<<<<
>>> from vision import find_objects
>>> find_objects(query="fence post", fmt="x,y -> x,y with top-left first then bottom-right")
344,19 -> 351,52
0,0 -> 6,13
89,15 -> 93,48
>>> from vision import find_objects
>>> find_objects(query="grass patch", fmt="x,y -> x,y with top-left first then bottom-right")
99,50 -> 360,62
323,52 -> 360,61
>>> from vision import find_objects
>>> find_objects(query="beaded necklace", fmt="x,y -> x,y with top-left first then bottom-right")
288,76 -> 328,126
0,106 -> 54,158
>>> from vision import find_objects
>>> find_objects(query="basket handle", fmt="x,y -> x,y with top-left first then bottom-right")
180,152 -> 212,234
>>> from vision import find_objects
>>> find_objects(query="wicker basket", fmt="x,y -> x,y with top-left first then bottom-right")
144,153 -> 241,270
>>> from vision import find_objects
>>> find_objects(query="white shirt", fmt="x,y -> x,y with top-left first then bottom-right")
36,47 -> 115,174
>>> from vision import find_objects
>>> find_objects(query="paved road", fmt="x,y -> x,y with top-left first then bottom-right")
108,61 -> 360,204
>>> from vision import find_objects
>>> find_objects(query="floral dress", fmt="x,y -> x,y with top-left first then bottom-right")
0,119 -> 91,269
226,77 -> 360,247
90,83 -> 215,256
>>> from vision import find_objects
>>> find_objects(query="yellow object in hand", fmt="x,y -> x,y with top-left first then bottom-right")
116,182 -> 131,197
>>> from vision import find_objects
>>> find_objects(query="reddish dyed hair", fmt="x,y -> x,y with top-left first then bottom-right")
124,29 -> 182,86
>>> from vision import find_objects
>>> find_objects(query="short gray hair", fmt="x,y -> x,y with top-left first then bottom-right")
>>>>
◆ **Your assignment**
Copy the entire listing above, line for line, exactly.

◆ **Result of this exercise**
>>> from vision import find_objects
>>> find_objects(query="fence post", fmt="x,y -> x,y with top-left first then bottom-right")
344,19 -> 351,52
0,0 -> 6,13
89,15 -> 93,48
>>> from vision import find_objects
>>> find_objects(query="grass patch", fmt="x,y -> x,y with top-left first then bottom-right")
99,50 -> 360,62
323,52 -> 360,61
>>> from vision import find_objects
>>> find_objects(query="beaded necklace", fmt="x,y -> x,y with top-left first then bottom-right")
288,76 -> 328,126
0,106 -> 54,158
>>> from vision import find_objects
>>> find_objects(query="basket handle", fmt="x,y -> x,y with top-left first then bottom-right")
180,152 -> 212,234
>>> from vision import find_objects
>>> find_objects(query="wicker basket", fmt="x,y -> x,y with top-left first then bottom-right")
144,153 -> 241,270
>>> from vision import find_objects
>>> find_objects(query="white shirt", fmt="x,y -> x,y with top-left first then bottom-right")
36,47 -> 115,174
>>> from vision import find_objects
>>> find_objects(query="paved road", fmt="x,y -> x,y with top-left first then bottom-right")
108,61 -> 360,204
>>> from vision import find_objects
>>> find_objects(query="floral dress", fmt="x,y -> x,y with top-left first then bottom-right")
0,119 -> 91,269
226,77 -> 360,247
90,83 -> 215,256
>>> from vision import find_objects
>>> find_objects(query="yellow object in hand", fmt="x,y -> x,y with top-left first then bottom-right")
116,182 -> 131,197
>>> from vision import find_objects
>>> find_objects(query="reddish dyed hair", fmt="x,y -> x,y with top-left first then bottom-right")
124,29 -> 182,86
>>> from vision import find_objects
>>> find_objects(query="short gray hair", fmt="x,y -> x,y with top-left first then bottom-right")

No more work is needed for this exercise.